TEXT SEGMENT ->
_ _ _ _ _

The herder and in particular the shepherd motif was
particularly successful in artists' biographies for centuries. In
Vasari we can find the same episode in the biographies of Andrea
Sansivono and Andrea del Castagno, Mantegna was a shepherd,
Raffaellino da Reggio was a goatherd, and from later periods we know
that Zurbarán and Goya were also herders (Kris & Kurz
1979: 26-38).
Another story was circulated about Giotto.
According to this version Giotto was supposed to have become a wool
merchant but he ran away from the workshop in order to paint (Kris &
Kurz 1979:24).

_ _ _ _ _

DATASET EXTRACT ->
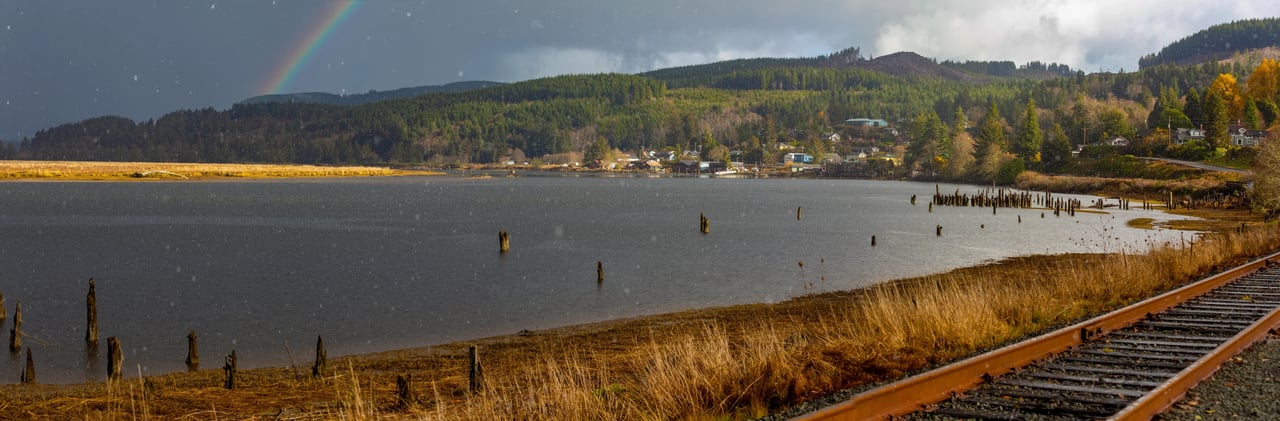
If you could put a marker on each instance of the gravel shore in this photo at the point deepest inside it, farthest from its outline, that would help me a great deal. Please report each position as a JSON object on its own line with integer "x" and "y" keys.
{"x": 1246, "y": 388}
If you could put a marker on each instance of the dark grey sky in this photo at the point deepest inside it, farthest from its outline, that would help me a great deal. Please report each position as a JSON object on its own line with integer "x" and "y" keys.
{"x": 65, "y": 60}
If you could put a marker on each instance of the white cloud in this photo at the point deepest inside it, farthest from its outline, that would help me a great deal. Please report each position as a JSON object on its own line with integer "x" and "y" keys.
{"x": 1091, "y": 35}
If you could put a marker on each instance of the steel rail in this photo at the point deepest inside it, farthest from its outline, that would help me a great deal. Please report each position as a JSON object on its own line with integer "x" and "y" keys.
{"x": 914, "y": 393}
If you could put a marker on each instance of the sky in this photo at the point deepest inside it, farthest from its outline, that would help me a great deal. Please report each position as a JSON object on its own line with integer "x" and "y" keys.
{"x": 67, "y": 60}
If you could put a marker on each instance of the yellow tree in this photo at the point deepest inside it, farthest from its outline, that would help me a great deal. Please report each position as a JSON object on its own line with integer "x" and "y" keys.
{"x": 1264, "y": 83}
{"x": 1229, "y": 90}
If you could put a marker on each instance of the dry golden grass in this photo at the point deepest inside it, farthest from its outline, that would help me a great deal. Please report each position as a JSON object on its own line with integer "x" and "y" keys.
{"x": 92, "y": 170}
{"x": 731, "y": 362}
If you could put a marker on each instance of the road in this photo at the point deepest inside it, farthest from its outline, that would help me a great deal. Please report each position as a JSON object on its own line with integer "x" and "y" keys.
{"x": 1200, "y": 165}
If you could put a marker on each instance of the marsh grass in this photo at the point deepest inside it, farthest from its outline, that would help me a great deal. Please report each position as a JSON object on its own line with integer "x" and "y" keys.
{"x": 731, "y": 362}
{"x": 92, "y": 170}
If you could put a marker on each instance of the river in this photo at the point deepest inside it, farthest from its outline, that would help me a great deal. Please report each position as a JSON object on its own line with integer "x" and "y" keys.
{"x": 374, "y": 264}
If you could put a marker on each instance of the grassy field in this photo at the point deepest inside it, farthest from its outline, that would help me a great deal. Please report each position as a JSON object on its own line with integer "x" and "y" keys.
{"x": 92, "y": 170}
{"x": 730, "y": 362}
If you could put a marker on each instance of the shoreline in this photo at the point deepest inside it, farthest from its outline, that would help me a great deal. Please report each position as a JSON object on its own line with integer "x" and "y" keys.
{"x": 152, "y": 172}
{"x": 624, "y": 344}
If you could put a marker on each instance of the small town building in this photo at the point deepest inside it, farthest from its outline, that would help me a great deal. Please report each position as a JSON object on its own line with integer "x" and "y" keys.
{"x": 863, "y": 122}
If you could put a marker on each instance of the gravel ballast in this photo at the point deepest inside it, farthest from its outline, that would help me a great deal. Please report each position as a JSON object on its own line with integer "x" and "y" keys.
{"x": 1246, "y": 388}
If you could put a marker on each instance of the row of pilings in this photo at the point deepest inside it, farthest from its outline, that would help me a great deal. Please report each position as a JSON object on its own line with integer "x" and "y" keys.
{"x": 1000, "y": 197}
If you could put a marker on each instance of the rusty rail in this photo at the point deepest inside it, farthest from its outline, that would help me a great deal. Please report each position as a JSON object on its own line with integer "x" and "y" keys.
{"x": 914, "y": 393}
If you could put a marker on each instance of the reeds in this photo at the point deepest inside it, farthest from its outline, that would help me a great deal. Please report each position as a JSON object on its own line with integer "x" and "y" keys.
{"x": 731, "y": 362}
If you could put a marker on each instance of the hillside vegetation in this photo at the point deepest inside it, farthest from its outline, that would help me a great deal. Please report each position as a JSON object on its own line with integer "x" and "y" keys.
{"x": 1217, "y": 42}
{"x": 972, "y": 120}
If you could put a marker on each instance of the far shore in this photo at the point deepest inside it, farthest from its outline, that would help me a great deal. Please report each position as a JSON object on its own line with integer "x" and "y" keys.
{"x": 726, "y": 362}
{"x": 115, "y": 172}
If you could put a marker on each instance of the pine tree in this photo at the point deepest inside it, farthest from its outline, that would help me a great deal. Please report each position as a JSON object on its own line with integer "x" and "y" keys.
{"x": 1217, "y": 120}
{"x": 1029, "y": 136}
{"x": 1056, "y": 150}
{"x": 991, "y": 132}
{"x": 1194, "y": 109}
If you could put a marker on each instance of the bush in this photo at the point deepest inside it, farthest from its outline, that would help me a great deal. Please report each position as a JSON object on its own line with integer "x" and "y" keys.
{"x": 1008, "y": 173}
{"x": 1193, "y": 151}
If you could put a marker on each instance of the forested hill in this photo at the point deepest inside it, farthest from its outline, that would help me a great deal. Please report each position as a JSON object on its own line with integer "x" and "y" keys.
{"x": 371, "y": 96}
{"x": 1217, "y": 42}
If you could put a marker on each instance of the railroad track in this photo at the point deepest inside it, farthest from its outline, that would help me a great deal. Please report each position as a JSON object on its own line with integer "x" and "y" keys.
{"x": 1127, "y": 365}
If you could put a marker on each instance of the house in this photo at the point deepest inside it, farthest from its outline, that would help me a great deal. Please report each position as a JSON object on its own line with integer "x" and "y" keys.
{"x": 796, "y": 158}
{"x": 1116, "y": 141}
{"x": 662, "y": 155}
{"x": 862, "y": 122}
{"x": 1242, "y": 136}
{"x": 1183, "y": 136}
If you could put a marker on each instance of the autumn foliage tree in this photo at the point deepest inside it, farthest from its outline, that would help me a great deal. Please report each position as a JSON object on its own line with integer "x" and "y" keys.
{"x": 1229, "y": 91}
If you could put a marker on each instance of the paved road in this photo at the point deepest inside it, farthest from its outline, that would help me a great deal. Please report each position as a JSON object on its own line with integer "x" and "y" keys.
{"x": 1200, "y": 165}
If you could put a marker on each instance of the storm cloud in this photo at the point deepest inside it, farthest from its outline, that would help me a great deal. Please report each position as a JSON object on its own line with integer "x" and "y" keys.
{"x": 67, "y": 60}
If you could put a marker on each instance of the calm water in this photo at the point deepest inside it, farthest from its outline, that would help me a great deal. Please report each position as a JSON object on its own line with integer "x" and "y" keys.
{"x": 264, "y": 266}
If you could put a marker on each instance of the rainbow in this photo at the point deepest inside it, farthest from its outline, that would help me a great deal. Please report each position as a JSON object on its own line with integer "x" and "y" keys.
{"x": 287, "y": 69}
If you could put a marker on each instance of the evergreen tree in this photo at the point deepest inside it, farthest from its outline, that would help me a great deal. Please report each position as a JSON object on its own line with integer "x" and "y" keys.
{"x": 1194, "y": 109}
{"x": 1217, "y": 120}
{"x": 1029, "y": 136}
{"x": 1056, "y": 150}
{"x": 991, "y": 131}
{"x": 1251, "y": 114}
{"x": 927, "y": 133}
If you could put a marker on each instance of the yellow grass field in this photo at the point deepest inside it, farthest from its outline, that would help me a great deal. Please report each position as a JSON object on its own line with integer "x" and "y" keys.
{"x": 94, "y": 170}
{"x": 716, "y": 364}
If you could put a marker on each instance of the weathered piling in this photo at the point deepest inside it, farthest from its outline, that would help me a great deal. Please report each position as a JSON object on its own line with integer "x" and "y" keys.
{"x": 403, "y": 394}
{"x": 114, "y": 358}
{"x": 28, "y": 374}
{"x": 91, "y": 306}
{"x": 474, "y": 371}
{"x": 16, "y": 332}
{"x": 192, "y": 352}
{"x": 229, "y": 369}
{"x": 321, "y": 365}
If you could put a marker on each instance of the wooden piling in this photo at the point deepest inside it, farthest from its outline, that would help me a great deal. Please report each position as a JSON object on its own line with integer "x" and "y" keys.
{"x": 114, "y": 358}
{"x": 474, "y": 370}
{"x": 28, "y": 374}
{"x": 91, "y": 306}
{"x": 403, "y": 394}
{"x": 192, "y": 352}
{"x": 16, "y": 332}
{"x": 321, "y": 364}
{"x": 229, "y": 369}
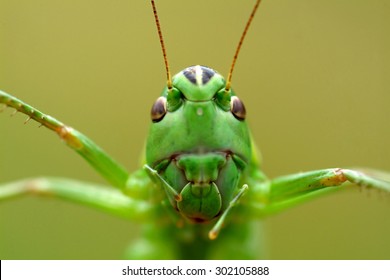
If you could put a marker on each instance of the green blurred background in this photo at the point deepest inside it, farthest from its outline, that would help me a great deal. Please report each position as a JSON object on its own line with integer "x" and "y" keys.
{"x": 314, "y": 76}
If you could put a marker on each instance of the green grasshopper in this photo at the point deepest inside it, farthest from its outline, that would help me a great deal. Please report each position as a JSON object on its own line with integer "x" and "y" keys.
{"x": 181, "y": 192}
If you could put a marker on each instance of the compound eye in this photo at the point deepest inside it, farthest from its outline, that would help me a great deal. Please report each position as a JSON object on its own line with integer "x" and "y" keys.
{"x": 237, "y": 108}
{"x": 159, "y": 109}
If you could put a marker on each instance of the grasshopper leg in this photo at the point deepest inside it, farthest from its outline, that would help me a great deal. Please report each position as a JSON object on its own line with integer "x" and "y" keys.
{"x": 287, "y": 191}
{"x": 103, "y": 198}
{"x": 112, "y": 171}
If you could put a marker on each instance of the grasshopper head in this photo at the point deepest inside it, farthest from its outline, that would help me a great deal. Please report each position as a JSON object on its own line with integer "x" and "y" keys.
{"x": 199, "y": 142}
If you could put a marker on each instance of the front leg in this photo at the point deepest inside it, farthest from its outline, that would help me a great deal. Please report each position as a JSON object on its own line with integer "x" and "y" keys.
{"x": 284, "y": 192}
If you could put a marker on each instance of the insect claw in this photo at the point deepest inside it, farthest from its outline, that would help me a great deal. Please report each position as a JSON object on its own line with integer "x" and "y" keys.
{"x": 14, "y": 113}
{"x": 213, "y": 234}
{"x": 27, "y": 120}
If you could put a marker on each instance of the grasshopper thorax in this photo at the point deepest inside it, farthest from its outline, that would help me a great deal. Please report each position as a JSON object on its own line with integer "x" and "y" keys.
{"x": 199, "y": 143}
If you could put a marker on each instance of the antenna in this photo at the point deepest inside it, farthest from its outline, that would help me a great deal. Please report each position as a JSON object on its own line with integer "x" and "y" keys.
{"x": 169, "y": 79}
{"x": 229, "y": 77}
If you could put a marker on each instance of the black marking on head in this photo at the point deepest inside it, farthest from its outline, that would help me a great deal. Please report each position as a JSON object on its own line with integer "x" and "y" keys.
{"x": 190, "y": 74}
{"x": 207, "y": 74}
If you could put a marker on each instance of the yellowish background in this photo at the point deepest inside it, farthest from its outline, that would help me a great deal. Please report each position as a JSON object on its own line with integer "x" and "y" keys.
{"x": 314, "y": 76}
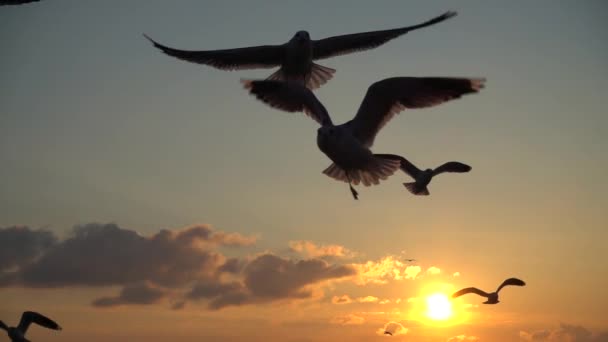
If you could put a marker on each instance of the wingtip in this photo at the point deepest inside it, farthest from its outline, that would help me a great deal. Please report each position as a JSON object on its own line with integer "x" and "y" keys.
{"x": 478, "y": 83}
{"x": 247, "y": 84}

_ _ _ _ _

DIRECTIVE A ->
Can you condense the paragraph beginning "The herder and in particular" in the excerpt on artists' biographies into a short list that keeps its main facts?
DIRECTIVE B ->
Will you write out the part of the excerpt on artists' biographies from "Another story was" up to and including "Kurz 1979:24).", word for word?

WORKED ANSWER A ->
- For centuries, the herder motif, especially the shepherd, recurred in artists' biographies.
- Vasari tells the same episode in the biographies of Andrea Sansivono and Andrea del Castagno.
- Mantegna was a shepherd, and Raffaellino da Reggio was a goatherd.
- From later periods, Zurbarán and Goya are also known to have been herders (Kris & Kurz 1979: 26-38).

WORKED ANSWER B ->
Another story was circulated about Giotto.
According to this version Giotto was supposed to have become a wool
merchant but he ran away from the workshop in order to paint (Kris &
Kurz 1979:24).